• Raw data
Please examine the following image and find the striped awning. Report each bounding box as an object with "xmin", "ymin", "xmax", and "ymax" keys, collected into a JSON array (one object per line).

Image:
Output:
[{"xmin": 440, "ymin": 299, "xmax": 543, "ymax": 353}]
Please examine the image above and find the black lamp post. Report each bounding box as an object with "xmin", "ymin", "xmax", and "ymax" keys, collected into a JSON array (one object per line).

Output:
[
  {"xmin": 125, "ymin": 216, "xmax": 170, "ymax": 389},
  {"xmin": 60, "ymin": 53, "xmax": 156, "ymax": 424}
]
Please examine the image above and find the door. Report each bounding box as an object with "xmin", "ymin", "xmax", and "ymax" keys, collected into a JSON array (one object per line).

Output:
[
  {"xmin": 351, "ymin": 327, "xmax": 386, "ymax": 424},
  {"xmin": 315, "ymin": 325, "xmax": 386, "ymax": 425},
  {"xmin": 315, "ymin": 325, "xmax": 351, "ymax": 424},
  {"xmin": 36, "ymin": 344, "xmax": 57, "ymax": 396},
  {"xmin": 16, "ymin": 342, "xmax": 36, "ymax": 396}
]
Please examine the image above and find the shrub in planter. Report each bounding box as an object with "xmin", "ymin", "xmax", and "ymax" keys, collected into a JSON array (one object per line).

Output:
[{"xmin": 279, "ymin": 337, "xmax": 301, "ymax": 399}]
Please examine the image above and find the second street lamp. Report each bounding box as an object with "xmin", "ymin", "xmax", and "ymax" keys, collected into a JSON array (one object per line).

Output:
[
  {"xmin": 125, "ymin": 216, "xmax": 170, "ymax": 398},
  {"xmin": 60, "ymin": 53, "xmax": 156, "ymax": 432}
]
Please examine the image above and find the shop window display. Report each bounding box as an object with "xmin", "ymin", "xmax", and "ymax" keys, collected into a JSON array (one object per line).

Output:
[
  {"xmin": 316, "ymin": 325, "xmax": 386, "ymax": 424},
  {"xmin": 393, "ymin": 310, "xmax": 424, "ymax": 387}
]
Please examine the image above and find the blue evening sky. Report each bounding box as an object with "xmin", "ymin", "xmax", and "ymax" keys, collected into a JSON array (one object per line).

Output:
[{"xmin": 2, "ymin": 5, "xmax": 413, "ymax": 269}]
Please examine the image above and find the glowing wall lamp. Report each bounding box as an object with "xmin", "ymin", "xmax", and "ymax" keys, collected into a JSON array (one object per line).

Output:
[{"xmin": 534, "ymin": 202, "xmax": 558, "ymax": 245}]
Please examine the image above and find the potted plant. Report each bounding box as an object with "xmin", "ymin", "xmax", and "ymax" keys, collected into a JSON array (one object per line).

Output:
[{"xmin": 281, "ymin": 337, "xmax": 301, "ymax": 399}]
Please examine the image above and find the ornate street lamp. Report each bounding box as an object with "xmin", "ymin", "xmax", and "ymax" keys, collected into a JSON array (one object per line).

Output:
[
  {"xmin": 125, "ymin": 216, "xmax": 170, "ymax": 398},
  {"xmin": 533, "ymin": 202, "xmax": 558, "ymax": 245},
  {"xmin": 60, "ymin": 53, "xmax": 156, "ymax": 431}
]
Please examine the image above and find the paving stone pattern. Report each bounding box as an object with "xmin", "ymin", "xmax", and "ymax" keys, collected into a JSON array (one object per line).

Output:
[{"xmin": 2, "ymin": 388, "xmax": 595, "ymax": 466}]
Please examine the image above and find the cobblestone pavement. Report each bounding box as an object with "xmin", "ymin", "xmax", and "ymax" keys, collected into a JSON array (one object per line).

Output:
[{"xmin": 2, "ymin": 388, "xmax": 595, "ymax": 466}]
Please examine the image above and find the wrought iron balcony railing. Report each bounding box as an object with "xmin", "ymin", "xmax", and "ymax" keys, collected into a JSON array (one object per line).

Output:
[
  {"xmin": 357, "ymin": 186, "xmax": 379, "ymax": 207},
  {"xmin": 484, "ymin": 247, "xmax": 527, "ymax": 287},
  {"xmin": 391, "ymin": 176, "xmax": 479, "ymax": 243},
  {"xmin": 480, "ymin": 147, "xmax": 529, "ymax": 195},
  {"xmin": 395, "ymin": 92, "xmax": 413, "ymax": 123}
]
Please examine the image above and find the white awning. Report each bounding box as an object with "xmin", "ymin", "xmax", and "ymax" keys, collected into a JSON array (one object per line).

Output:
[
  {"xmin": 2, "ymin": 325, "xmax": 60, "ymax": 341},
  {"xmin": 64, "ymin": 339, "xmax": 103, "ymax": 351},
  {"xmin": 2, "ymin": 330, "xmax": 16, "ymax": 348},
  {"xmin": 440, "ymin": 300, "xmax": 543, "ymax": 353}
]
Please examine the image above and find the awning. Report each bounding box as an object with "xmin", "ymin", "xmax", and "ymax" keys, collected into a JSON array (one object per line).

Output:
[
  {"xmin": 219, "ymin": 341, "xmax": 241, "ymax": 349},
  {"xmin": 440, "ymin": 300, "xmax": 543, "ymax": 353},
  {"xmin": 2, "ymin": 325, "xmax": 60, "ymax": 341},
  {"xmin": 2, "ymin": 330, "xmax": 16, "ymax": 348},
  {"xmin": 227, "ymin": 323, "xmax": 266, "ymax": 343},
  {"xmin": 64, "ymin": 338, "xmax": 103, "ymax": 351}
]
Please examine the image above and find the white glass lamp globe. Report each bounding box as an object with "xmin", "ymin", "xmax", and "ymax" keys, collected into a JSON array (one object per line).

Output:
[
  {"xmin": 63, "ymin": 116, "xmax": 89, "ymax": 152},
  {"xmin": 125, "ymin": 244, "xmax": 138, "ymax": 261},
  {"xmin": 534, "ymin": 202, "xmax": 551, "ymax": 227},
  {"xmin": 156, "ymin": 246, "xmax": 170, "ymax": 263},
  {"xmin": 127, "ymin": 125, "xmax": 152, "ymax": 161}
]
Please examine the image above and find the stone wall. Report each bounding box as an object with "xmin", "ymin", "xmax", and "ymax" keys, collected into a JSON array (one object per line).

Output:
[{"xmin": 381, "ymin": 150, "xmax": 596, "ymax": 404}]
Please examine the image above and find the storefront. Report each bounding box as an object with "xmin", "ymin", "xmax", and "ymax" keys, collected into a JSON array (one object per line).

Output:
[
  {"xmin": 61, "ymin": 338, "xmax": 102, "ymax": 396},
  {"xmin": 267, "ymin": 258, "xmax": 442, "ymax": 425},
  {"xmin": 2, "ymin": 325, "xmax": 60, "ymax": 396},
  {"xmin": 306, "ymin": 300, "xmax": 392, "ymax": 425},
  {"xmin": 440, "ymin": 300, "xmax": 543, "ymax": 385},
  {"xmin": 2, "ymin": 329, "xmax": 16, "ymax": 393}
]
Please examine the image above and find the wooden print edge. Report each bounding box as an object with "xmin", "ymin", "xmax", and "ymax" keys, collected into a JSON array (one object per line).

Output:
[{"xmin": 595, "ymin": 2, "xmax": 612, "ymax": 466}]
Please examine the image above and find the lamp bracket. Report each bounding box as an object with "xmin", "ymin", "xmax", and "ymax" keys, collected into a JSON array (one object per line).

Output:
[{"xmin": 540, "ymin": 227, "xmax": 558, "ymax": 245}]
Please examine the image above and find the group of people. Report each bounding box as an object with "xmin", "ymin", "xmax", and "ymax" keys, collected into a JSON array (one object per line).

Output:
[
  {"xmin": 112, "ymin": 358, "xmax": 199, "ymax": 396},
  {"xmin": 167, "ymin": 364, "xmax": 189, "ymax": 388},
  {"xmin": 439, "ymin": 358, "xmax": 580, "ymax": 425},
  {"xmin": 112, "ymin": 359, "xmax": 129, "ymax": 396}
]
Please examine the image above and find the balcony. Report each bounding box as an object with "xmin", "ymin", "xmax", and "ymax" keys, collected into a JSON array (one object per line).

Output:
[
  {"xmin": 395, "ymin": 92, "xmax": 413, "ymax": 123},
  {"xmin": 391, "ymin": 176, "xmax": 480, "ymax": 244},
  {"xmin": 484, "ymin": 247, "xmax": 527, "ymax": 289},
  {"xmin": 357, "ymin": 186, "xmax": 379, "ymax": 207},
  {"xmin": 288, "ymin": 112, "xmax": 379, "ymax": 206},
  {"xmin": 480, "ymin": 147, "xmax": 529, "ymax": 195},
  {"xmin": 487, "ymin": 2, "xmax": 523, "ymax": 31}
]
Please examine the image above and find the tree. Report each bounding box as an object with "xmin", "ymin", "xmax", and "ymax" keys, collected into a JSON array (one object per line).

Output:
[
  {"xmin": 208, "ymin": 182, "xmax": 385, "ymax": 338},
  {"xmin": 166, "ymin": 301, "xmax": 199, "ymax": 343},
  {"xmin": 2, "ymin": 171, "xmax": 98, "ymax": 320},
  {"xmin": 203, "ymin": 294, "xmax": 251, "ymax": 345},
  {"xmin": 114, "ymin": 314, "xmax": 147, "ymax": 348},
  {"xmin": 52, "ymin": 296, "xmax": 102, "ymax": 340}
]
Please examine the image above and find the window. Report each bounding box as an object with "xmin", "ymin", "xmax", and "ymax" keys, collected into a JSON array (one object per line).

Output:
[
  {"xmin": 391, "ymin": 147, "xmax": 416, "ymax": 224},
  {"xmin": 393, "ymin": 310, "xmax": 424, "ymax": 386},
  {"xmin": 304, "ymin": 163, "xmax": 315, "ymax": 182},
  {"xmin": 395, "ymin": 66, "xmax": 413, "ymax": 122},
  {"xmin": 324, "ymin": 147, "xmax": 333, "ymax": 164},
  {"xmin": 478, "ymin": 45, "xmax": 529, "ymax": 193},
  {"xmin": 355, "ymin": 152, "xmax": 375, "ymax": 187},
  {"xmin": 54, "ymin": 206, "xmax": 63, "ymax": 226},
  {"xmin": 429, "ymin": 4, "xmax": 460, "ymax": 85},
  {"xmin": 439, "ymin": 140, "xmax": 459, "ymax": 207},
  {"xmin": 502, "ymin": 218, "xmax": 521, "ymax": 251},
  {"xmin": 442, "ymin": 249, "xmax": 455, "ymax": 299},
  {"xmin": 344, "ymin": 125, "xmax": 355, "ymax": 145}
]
==
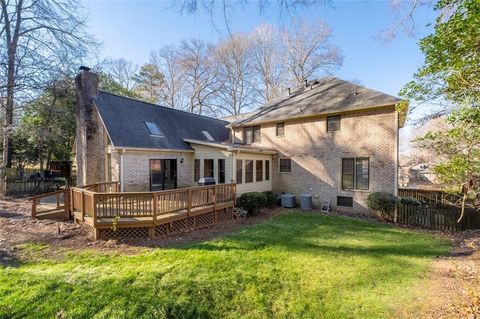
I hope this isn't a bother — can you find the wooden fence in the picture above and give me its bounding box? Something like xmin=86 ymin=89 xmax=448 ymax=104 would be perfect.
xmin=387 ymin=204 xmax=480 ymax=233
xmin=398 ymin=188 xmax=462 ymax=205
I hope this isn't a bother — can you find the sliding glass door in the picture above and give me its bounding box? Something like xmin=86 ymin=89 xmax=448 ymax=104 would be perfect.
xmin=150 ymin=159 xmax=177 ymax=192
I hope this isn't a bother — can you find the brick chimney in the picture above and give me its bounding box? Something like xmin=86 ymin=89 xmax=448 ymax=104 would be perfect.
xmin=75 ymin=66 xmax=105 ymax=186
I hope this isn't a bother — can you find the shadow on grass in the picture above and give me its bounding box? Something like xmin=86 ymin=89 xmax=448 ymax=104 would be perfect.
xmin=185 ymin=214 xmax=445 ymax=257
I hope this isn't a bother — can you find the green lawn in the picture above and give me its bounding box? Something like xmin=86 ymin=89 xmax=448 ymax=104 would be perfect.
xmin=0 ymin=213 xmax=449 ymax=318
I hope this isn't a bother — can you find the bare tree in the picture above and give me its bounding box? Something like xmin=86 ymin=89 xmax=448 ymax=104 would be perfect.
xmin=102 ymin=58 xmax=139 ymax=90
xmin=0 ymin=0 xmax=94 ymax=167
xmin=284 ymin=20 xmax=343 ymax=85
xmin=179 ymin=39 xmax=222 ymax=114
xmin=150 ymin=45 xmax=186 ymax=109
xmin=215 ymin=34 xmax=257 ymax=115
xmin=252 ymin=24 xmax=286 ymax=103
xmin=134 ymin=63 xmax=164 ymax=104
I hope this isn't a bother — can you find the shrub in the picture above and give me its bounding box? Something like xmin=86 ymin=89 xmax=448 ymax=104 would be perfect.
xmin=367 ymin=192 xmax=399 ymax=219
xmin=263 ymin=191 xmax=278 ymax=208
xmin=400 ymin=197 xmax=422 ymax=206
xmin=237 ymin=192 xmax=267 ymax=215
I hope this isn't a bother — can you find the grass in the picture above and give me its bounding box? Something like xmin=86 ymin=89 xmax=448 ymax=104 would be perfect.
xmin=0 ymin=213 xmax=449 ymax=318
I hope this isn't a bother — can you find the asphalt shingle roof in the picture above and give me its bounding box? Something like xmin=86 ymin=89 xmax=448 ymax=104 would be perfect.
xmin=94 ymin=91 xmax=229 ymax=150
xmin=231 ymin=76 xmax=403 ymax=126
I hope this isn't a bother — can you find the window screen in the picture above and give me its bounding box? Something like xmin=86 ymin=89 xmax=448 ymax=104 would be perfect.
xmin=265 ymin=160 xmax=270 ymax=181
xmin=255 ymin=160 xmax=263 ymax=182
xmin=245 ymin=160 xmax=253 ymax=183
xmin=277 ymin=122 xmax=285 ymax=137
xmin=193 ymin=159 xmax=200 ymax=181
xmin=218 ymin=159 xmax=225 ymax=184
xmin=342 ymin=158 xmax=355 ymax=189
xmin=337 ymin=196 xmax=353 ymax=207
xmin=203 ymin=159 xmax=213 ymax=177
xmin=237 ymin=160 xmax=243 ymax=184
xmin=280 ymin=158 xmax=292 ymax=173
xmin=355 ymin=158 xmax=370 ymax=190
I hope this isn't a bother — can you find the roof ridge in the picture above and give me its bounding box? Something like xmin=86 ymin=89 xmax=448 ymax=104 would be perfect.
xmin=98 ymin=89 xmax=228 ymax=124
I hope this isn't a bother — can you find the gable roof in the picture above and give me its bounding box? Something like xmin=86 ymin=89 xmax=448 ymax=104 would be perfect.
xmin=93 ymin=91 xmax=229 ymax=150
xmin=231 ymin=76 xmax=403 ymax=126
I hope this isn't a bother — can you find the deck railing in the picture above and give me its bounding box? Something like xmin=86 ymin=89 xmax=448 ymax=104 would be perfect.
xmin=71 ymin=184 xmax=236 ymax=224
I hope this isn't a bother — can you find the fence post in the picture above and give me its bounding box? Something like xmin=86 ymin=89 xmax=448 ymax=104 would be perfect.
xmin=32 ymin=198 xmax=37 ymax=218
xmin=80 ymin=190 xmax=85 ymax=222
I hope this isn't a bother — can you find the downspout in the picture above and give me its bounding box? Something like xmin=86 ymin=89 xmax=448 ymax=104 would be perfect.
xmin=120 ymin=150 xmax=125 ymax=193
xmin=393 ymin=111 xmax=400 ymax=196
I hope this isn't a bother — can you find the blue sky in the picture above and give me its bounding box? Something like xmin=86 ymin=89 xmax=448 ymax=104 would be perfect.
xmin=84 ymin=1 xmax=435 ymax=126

• Exercise objective
Please copy the data lines verbatim, starting with the line that contains "find the downspout" and going on through the line that contains "xmin=84 ymin=1 xmax=435 ymax=126", with both of those lines included.

• Task solution
I hope this isn't a bother — can you find the downspout in the picture above and give me its bounding box? Something like xmin=86 ymin=89 xmax=448 ymax=104 would be perfect.
xmin=120 ymin=150 xmax=125 ymax=193
xmin=393 ymin=111 xmax=400 ymax=196
I hope this isn't a bother — can you find the blue sky in the picture above and give me its bounding box? Something like xmin=86 ymin=89 xmax=448 ymax=104 would be perfect.
xmin=84 ymin=1 xmax=435 ymax=126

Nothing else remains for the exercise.